Trecho para leitura:
......

Assisti à missa todos os dias,
Oferecei vossas velas e oferendas.
Queimai o incenso da bajulação,
Ardam os incensórios,
Anunciai novenas,
Pois é disso que gostais, católicos.
Oráculo do Senhor”.

Aqui notamos a força da mensagem, sua clareza, brevidade e concisão. Também é patente a dureza e ironia com a qual se expressa. Em Am 4,4-5 o profeta usa o gênero “instrução”, típico dos sacerdotes. Assim Amós, usando o estilo de linguagem dos sacerdotes, critica-os com uma ironia fina e os ridiculariza.
O exemplo acima, nos mostra a força e a fraqueza da palavra profética. Fraca, porque ficou aprisionada por uma linguagem, uma história, uma cultura, que não é a nossa. Forte, porque resplandece com todo vigor quando lhe arrancamos as “sujeiras” do tempo e encontramos o seu sentido “em si” e a sua mensagem “para nós”.
Para entendermos bem o sentido “em si” de Am 4,4-5 devemos estudar exegeticamente o texto. Para percebermos a veemência da crítica do profeta Amós ao culto, explicitando assim a relação de Israel com o culto, devemos considerar o seguinte:
Os versículos 4 e 5 do capítulo quatro de Amós são uma irônica exortação (seis verbos no imperativo) a caminhar para os santuários de Betel e Galgala para multiplicar as transgressões, mais do que para adorar Deus. O caráter irônico dos versículos é sublinhado pela exortação para oferecer um sacrifício cada manhã, e pior ainda, o dízimo (= a décima parte) a cada três dias. Dt 14,28 e Dt 26,12 são dois textos que regulam esta obrigação, estabelecem que a décima parte deve ser paga a cada três anos. Portanto, pedir para pagar a cada três dias o que deve ser pago a cada três anos é, no mínimo, uma ironia sarcástica.
Também a ação de graças com a oferta do pão fermentado (v. 5) contradiz formalmente o que é indicado em Ex 12,15.39; 13,7; Dt 16,3. Da celebração da Páscoa (Ex 13,3; 23,18; 34,25) até as pequenas “ofertas vegetais” (Lv 2,4.5.11), tudo deve ser feito sempre com pães ázimos, e não com pão fermentado. Se comparar esta ironia com Os 8,13, segundo a interpretação proposta por alguns autores[2], a ironia não se refere portanto a uma falsa celebração da Páscoa somente. “Cada manhã” (v. 4) não deve ser traduzido por “na manhã”, como crítica de uma celebração pascal que devia acontecer à tarde.

......

Dados fornecidos:
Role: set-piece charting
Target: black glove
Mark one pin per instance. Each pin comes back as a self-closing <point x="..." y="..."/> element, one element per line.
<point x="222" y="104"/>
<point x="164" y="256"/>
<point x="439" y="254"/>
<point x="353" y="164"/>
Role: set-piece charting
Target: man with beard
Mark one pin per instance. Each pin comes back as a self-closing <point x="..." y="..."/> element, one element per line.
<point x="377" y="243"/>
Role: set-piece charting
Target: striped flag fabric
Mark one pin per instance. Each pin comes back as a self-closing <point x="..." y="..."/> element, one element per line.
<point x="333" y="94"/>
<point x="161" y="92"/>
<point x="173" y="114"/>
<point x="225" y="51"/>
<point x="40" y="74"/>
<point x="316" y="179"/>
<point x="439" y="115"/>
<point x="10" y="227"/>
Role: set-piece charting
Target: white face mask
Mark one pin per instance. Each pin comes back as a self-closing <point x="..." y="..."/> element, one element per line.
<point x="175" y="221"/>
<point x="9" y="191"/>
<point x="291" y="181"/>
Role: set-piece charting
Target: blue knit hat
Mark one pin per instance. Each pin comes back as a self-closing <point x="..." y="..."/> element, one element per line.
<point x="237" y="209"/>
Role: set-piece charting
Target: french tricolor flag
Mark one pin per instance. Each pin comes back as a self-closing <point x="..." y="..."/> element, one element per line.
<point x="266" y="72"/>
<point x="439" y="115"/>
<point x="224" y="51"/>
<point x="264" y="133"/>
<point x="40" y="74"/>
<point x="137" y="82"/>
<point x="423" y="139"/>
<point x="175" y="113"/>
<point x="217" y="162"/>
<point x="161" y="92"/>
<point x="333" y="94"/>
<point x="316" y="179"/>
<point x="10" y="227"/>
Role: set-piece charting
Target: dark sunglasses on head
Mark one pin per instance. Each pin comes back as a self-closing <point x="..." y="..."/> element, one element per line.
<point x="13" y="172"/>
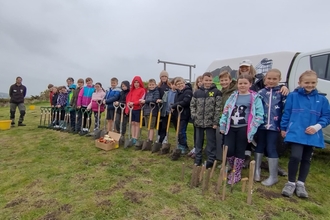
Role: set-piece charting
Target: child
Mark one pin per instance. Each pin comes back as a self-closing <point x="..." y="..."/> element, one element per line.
<point x="73" y="104"/>
<point x="61" y="104"/>
<point x="50" y="88"/>
<point x="96" y="103"/>
<point x="246" y="67"/>
<point x="182" y="99"/>
<point x="69" y="81"/>
<point x="306" y="112"/>
<point x="228" y="86"/>
<point x="53" y="105"/>
<point x="205" y="112"/>
<point x="164" y="86"/>
<point x="125" y="87"/>
<point x="273" y="104"/>
<point x="84" y="98"/>
<point x="136" y="93"/>
<point x="111" y="96"/>
<point x="198" y="84"/>
<point x="72" y="111"/>
<point x="242" y="115"/>
<point x="151" y="97"/>
<point x="167" y="100"/>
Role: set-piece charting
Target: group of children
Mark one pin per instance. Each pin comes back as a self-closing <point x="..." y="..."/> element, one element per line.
<point x="254" y="108"/>
<point x="260" y="116"/>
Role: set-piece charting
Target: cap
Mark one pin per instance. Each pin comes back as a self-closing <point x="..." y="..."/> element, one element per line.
<point x="245" y="63"/>
<point x="163" y="73"/>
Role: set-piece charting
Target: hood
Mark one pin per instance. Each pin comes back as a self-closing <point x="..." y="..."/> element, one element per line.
<point x="72" y="86"/>
<point x="137" y="78"/>
<point x="126" y="83"/>
<point x="151" y="90"/>
<point x="213" y="86"/>
<point x="276" y="88"/>
<point x="303" y="91"/>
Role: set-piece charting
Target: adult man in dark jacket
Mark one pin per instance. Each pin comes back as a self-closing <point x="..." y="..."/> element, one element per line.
<point x="17" y="93"/>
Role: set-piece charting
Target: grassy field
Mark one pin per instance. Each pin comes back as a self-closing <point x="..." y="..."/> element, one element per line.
<point x="45" y="174"/>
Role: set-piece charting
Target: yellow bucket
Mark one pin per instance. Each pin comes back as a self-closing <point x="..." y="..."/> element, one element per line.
<point x="5" y="124"/>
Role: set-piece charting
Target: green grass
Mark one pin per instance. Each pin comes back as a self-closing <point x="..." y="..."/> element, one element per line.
<point x="45" y="174"/>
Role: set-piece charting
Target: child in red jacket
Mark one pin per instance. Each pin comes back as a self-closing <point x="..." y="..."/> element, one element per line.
<point x="136" y="93"/>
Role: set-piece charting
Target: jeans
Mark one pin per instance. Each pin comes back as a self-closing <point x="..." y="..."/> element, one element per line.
<point x="299" y="154"/>
<point x="124" y="124"/>
<point x="182" y="139"/>
<point x="267" y="141"/>
<point x="162" y="128"/>
<point x="236" y="140"/>
<point x="21" y="108"/>
<point x="210" y="145"/>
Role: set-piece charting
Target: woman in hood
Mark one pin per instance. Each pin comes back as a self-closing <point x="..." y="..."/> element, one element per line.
<point x="136" y="93"/>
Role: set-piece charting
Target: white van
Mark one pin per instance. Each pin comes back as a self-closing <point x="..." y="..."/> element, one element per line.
<point x="291" y="64"/>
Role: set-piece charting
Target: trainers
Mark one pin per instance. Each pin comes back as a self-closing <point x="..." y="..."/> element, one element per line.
<point x="176" y="154"/>
<point x="247" y="161"/>
<point x="301" y="191"/>
<point x="288" y="189"/>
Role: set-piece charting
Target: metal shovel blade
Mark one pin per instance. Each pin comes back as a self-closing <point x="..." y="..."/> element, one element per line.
<point x="128" y="143"/>
<point x="103" y="133"/>
<point x="139" y="143"/>
<point x="165" y="148"/>
<point x="156" y="147"/>
<point x="146" y="146"/>
<point x="97" y="134"/>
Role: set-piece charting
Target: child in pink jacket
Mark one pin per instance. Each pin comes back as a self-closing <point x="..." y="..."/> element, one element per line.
<point x="96" y="103"/>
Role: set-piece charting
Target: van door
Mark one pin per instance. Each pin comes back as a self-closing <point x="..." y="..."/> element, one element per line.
<point x="320" y="63"/>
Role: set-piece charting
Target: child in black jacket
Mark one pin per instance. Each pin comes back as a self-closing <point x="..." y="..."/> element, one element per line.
<point x="182" y="103"/>
<point x="125" y="86"/>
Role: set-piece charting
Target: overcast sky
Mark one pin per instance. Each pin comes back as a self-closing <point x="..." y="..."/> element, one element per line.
<point x="46" y="41"/>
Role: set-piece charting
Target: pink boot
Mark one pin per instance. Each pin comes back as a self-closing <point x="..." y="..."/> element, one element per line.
<point x="230" y="161"/>
<point x="239" y="163"/>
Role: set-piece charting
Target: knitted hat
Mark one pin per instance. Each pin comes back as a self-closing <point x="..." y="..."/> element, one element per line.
<point x="163" y="73"/>
<point x="126" y="83"/>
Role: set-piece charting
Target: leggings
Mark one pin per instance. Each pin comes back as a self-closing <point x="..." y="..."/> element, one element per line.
<point x="299" y="154"/>
<point x="236" y="140"/>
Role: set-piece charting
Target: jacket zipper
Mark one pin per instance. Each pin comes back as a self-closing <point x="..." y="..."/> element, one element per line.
<point x="269" y="107"/>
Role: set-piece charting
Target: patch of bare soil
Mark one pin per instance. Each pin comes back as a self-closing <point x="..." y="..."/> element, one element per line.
<point x="15" y="202"/>
<point x="65" y="208"/>
<point x="175" y="189"/>
<point x="45" y="203"/>
<point x="195" y="210"/>
<point x="104" y="163"/>
<point x="268" y="194"/>
<point x="120" y="185"/>
<point x="134" y="197"/>
<point x="34" y="183"/>
<point x="36" y="193"/>
<point x="51" y="216"/>
<point x="104" y="203"/>
<point x="55" y="215"/>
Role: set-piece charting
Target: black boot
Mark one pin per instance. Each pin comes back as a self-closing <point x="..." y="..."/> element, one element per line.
<point x="176" y="154"/>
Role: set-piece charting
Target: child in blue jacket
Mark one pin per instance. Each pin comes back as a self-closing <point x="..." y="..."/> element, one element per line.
<point x="268" y="133"/>
<point x="112" y="95"/>
<point x="306" y="112"/>
<point x="242" y="115"/>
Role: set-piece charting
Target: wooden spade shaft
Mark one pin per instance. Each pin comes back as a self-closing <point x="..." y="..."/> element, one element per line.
<point x="250" y="185"/>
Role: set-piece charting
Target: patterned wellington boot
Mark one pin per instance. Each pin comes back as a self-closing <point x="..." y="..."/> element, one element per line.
<point x="230" y="161"/>
<point x="239" y="164"/>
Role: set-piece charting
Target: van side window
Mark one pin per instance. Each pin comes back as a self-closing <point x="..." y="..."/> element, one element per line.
<point x="320" y="64"/>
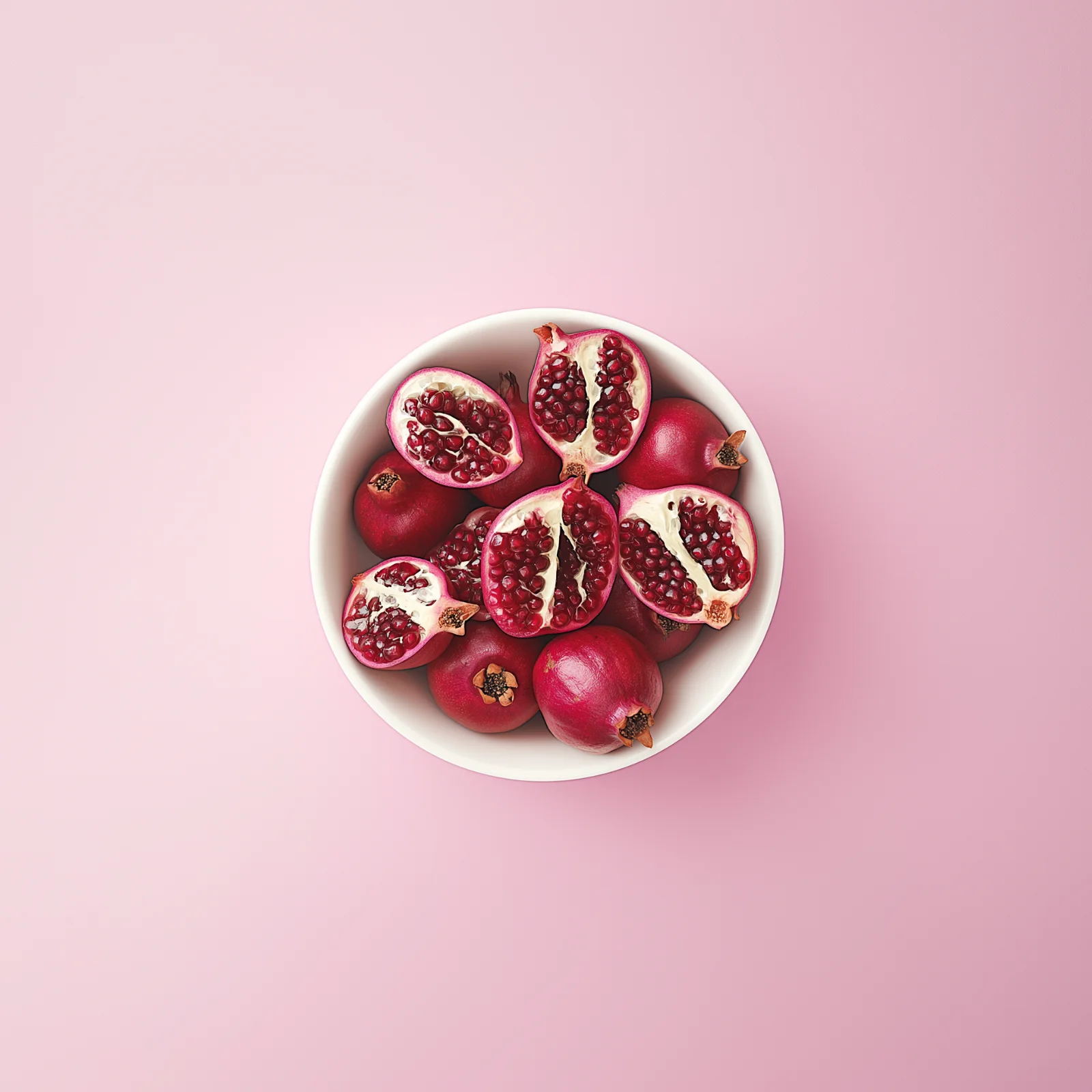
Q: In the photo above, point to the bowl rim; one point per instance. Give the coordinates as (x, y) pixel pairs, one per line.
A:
(331, 620)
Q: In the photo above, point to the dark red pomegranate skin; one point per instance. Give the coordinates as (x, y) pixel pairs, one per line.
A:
(598, 688)
(399, 511)
(461, 680)
(663, 637)
(540, 468)
(682, 444)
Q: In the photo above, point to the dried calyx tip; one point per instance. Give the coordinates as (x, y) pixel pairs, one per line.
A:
(385, 480)
(637, 728)
(453, 617)
(666, 625)
(509, 387)
(496, 685)
(730, 453)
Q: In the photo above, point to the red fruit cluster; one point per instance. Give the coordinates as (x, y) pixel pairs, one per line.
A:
(541, 560)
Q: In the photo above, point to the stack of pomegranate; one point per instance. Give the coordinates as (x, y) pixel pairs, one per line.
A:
(502, 560)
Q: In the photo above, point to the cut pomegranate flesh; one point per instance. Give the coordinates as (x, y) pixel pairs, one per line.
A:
(453, 429)
(549, 560)
(590, 397)
(686, 551)
(460, 557)
(396, 609)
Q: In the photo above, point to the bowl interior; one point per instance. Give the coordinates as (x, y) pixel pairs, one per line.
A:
(695, 684)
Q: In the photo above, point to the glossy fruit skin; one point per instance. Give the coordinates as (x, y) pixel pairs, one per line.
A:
(680, 446)
(465, 582)
(451, 678)
(541, 467)
(601, 560)
(627, 612)
(407, 516)
(590, 680)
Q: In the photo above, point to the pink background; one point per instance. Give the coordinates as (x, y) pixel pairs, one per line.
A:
(870, 871)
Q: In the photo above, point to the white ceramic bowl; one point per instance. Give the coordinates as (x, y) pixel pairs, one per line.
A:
(695, 682)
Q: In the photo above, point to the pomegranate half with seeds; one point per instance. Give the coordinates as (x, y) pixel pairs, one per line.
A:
(460, 556)
(400, 614)
(453, 429)
(589, 397)
(687, 551)
(549, 560)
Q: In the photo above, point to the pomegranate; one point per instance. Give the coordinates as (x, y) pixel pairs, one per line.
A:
(662, 636)
(684, 444)
(460, 557)
(399, 511)
(590, 397)
(540, 467)
(599, 689)
(687, 551)
(549, 560)
(485, 680)
(400, 614)
(453, 429)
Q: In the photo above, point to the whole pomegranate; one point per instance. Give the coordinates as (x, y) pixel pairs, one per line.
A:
(662, 636)
(400, 614)
(688, 551)
(453, 429)
(540, 467)
(599, 689)
(590, 396)
(549, 560)
(399, 511)
(485, 680)
(684, 444)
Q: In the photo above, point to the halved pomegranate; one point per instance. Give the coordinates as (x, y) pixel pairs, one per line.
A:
(460, 556)
(549, 560)
(453, 429)
(400, 614)
(590, 396)
(686, 551)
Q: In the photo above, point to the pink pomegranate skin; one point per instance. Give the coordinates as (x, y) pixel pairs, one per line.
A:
(682, 444)
(399, 511)
(451, 680)
(663, 637)
(598, 688)
(540, 468)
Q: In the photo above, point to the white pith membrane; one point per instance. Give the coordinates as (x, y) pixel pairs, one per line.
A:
(549, 505)
(420, 603)
(460, 386)
(660, 509)
(586, 353)
(471, 566)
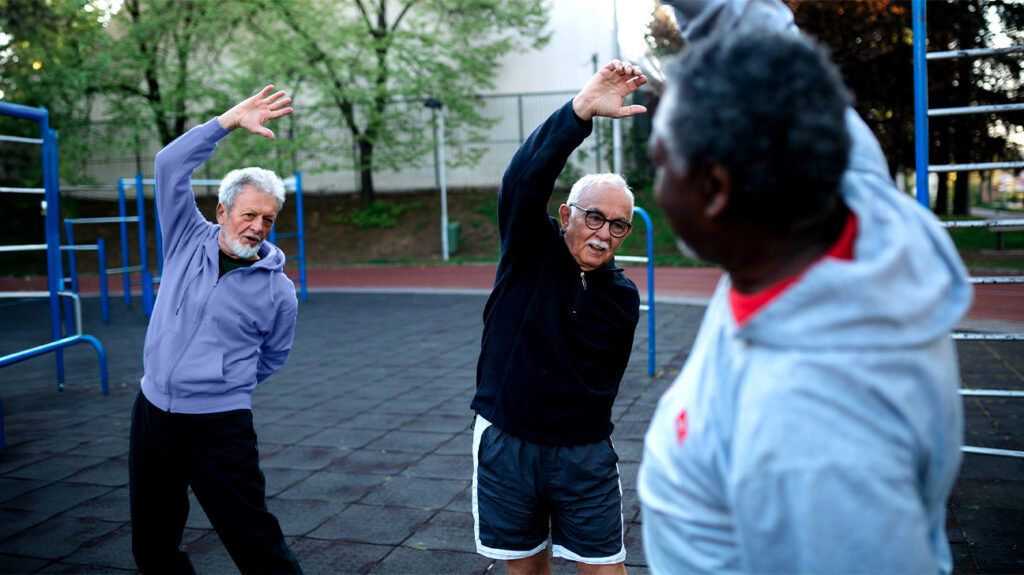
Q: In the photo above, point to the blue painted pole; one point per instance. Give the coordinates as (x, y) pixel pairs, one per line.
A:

......

Requisitos da tarefa: Dê continuidade ao trecho sobre a crítica do profeta Amós ao culto, a partir da última frase apresentada.

Sua resposta:
Com relação às ofertas voluntárias  pode-se encontrar um tratamento irônico no incitamento a proclamar e fazer conhecê-las. Essas ofertas, justamente porque voluntárias, não eram provavelmente reguladas por específicas disposições.[3] As concessões sobre a imperfeita qualidade da oferta voluntária, não permitida para outros sacrifícios (Lv 22,23), nas regras mais amplas sobre o tempo para consumir a oferta (Lv 7,16; 22,21), assim como a menção delas no último lugar no resumo de Lv 23,37-38, depois dos “sacrifícios para o fogo”, holocaustos, oblações, vítimas, libações, dons e votos. Tudo sublinha o caráter privado desses sacrifícios. Proclamar essas ofertas destrói o seu caráter e finalidade. Não parece que nem o anúncio (retórico) do salmista dos sacrifícios que fará nem da proclamação das graças recebidas por Deus (Sl 66,15-16) pode ser interpretado como justificação ou explicação do relacionamento indicado em Am 4,5.
Vamos contemplar como agiram profetisas e profetas da Bíblia. Isso poderá ser uma bússola na nossa missão na atualidade.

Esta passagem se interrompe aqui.